:: WRITTEN EXERCISE ::
Reproduce the listing below line for line, changing nothing.

Records excerpted from a collection:
--- BEGIN ---
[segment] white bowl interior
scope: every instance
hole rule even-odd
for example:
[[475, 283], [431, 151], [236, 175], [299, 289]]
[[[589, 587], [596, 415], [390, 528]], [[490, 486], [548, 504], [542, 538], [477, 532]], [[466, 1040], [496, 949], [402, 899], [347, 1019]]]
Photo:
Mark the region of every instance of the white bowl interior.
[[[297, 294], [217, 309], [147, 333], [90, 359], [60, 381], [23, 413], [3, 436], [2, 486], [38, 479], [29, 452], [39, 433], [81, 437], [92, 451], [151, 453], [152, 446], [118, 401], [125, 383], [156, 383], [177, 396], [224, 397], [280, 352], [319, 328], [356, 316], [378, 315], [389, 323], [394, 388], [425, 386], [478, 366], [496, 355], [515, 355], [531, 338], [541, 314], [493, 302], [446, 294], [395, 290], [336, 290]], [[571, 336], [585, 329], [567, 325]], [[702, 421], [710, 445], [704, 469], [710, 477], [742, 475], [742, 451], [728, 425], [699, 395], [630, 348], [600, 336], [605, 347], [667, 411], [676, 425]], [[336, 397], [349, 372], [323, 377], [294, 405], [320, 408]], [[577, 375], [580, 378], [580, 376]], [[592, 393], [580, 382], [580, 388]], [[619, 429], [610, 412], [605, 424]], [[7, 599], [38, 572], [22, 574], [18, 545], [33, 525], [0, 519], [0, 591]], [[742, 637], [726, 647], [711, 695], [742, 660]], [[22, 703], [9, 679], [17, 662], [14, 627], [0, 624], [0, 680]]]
--- END ---
:: RESPONSE ::
[segment] white bowl interior
scope: every instance
hole rule even-odd
for example:
[[475, 283], [431, 151], [236, 175], [299, 289]]
[[[589, 587], [596, 415], [390, 528]], [[490, 486], [548, 504], [542, 538], [477, 532]], [[466, 1040], [496, 949], [402, 899], [347, 1019]]]
Photo:
Mark the region of every instance of the white bowl interior.
[[[297, 294], [217, 309], [147, 333], [90, 359], [60, 381], [23, 413], [3, 436], [2, 486], [38, 479], [29, 452], [39, 433], [81, 437], [92, 451], [151, 453], [152, 446], [118, 401], [125, 383], [156, 383], [177, 396], [224, 397], [280, 352], [319, 328], [356, 316], [378, 315], [389, 323], [394, 388], [425, 386], [478, 366], [496, 355], [515, 355], [531, 338], [541, 314], [493, 302], [446, 294], [395, 290], [336, 290]], [[571, 336], [585, 329], [567, 325]], [[702, 421], [710, 445], [704, 469], [710, 477], [742, 475], [742, 451], [728, 425], [699, 395], [630, 348], [600, 336], [605, 347], [667, 411], [676, 425]], [[336, 397], [349, 372], [323, 377], [294, 405], [320, 408]], [[577, 375], [580, 378], [580, 376]], [[592, 393], [580, 382], [580, 388]], [[619, 429], [610, 412], [605, 424]], [[7, 599], [38, 572], [22, 574], [18, 545], [33, 525], [0, 519], [0, 591]], [[742, 637], [726, 647], [711, 695], [742, 660]], [[22, 703], [9, 679], [17, 662], [14, 627], [0, 624], [0, 680]]]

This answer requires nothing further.